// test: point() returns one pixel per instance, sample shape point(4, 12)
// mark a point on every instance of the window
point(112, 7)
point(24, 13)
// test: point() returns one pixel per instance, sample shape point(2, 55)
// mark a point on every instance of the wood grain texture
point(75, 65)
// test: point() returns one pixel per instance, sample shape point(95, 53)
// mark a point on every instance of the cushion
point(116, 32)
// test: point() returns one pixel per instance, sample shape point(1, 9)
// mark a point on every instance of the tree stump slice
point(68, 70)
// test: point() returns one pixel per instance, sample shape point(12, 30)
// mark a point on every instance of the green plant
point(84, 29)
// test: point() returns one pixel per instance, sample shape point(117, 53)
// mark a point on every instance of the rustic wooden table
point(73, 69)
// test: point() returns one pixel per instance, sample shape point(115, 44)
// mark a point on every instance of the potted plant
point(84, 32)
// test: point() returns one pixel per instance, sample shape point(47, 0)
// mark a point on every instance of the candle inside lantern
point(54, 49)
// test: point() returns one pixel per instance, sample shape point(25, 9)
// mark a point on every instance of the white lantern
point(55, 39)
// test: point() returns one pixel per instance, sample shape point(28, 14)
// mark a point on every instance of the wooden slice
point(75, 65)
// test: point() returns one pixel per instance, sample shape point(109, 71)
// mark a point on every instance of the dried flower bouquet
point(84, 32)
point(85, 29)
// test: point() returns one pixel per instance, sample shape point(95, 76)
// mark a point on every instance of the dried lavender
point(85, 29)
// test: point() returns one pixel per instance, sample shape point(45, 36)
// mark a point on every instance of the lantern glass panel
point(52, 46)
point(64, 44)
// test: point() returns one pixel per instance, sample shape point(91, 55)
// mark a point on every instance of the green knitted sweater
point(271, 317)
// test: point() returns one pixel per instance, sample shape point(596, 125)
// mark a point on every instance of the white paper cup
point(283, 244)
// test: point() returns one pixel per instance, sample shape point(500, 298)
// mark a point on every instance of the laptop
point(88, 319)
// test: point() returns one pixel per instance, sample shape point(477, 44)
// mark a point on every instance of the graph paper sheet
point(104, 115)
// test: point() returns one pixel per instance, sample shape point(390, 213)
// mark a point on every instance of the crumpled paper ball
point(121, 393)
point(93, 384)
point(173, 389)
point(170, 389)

# # # # # # #

▶ _Required task_:
Copy the lines above word for word.

▶ _Solution below_:
// test: point() returns one pixel per instance, sample shape point(4, 12)
// mark a point on every instance of the window
point(112, 7)
point(24, 13)
// test: point() returns one pixel per instance, sample shape point(2, 55)
// mark a point on every instance of the wood grain texture
point(75, 65)
// test: point() returns one pixel per instance, sample shape point(95, 53)
// mark a point on every instance of the cushion
point(116, 32)
// test: point() returns one pixel per instance, sample shape point(1, 9)
// mark a point on every instance of the tree stump slice
point(68, 70)
// test: point() returns one pixel per instance, sample shape point(12, 30)
// mark a point on every instance of the green plant
point(84, 29)
// test: point() returns one pixel per instance, sample shape point(117, 53)
// mark a point on every instance of the rustic wooden table
point(73, 69)
// test: point() returns one pixel per instance, sample shape point(115, 44)
// mark a point on every instance of the potted plant
point(84, 32)
// test: point() returns one pixel per instance, sample shape point(47, 0)
// mark a point on every instance of the candle inside lantern
point(54, 49)
// test: point() returns one pixel per instance, sample shape point(25, 9)
// mark a point on every instance of the white lantern
point(55, 39)
// test: point() returns one pixel per instance, sample shape point(28, 14)
// mark a point on every instance of the wooden slice
point(75, 65)
// test: point() returns one pixel per instance, sample shape point(109, 71)
// mark a point on every instance of the dried flower bouquet
point(84, 32)
point(85, 29)
// test: point() returns one pixel per instance, sample shape point(95, 76)
// mark a point on every instance of the dried lavender
point(85, 29)
// test: point() returns one pixel per instance, sample shape point(45, 36)
// mark a point on every instance of the lantern glass panel
point(52, 46)
point(64, 44)
// test: point() returns one pixel per instance, sample shape point(91, 55)
// mark a point on every instance of the green knitted sweater
point(271, 317)
// test: point() returns one pixel per instance, sample shape point(596, 125)
// mark a point on every instance of the white paper cup
point(283, 244)
// test: point() returns one pixel per instance, sample shape point(500, 298)
// mark a point on every instance of the laptop
point(88, 319)
// test: point() returns one pixel per instance, sample shape point(477, 44)
// mark a point on every instance of the graph paper sheet
point(104, 115)
// test: point() returns one pixel per instance, sample shape point(390, 213)
// mark a point on every instance of the crumpled paper ball
point(121, 393)
point(93, 384)
point(173, 389)
point(170, 389)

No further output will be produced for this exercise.